PROBLEM STATEMENT:
Every entry, from the first line to the last, should be output exactly.

(Recorded data)
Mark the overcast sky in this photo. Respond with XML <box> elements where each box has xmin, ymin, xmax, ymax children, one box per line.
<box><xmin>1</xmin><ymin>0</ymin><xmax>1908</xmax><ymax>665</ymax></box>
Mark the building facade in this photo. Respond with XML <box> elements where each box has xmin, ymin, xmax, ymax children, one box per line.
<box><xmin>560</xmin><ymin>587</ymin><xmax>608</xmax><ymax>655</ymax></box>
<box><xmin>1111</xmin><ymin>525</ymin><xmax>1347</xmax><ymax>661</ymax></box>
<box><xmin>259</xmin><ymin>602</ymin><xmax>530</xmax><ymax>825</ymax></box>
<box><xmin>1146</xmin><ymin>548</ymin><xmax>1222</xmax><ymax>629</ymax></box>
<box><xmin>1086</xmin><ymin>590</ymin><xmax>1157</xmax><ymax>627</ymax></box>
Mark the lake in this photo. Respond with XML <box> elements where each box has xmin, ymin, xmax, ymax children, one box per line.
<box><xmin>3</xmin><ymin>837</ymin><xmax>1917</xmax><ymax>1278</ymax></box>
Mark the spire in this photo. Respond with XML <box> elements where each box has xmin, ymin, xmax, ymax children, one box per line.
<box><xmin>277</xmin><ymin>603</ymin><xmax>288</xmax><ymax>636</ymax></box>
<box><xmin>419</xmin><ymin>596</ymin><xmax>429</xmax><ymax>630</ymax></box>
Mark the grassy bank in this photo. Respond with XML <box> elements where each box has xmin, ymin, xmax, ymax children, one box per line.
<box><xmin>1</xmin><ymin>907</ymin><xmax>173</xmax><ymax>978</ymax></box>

ANSWER TO THIS TASK:
Mark the overcast sky in this photo. Respond with XML <box> elements where each box has xmin, ymin, xmax, ymax children, one box per line.
<box><xmin>1</xmin><ymin>0</ymin><xmax>1908</xmax><ymax>665</ymax></box>
Mark the building facade in this photo. Respond with XML <box> elements where each box has xmin, ymin, xmax, ymax children, one box per line.
<box><xmin>560</xmin><ymin>587</ymin><xmax>608</xmax><ymax>655</ymax></box>
<box><xmin>1111</xmin><ymin>525</ymin><xmax>1347</xmax><ymax>661</ymax></box>
<box><xmin>259</xmin><ymin>602</ymin><xmax>530</xmax><ymax>825</ymax></box>
<box><xmin>1146</xmin><ymin>548</ymin><xmax>1222</xmax><ymax>629</ymax></box>
<box><xmin>1086</xmin><ymin>590</ymin><xmax>1157</xmax><ymax>627</ymax></box>
Mark the lake in this photo. Respond with XML <box> elements where each box has xmin, ymin, xmax, ymax children, one box per line.
<box><xmin>3</xmin><ymin>837</ymin><xmax>1917</xmax><ymax>1278</ymax></box>
Mark the spire in this photo. Respond with XML <box> elements where each box has xmin, ymin, xmax, ymax children, one box per line.
<box><xmin>277</xmin><ymin>603</ymin><xmax>288</xmax><ymax>636</ymax></box>
<box><xmin>419</xmin><ymin>596</ymin><xmax>429</xmax><ymax>630</ymax></box>
Mark the grassy bank in this photo. Respond with XML <box> elements where each box has xmin, ymin, xmax, ymax children, one box per line.
<box><xmin>1</xmin><ymin>907</ymin><xmax>173</xmax><ymax>978</ymax></box>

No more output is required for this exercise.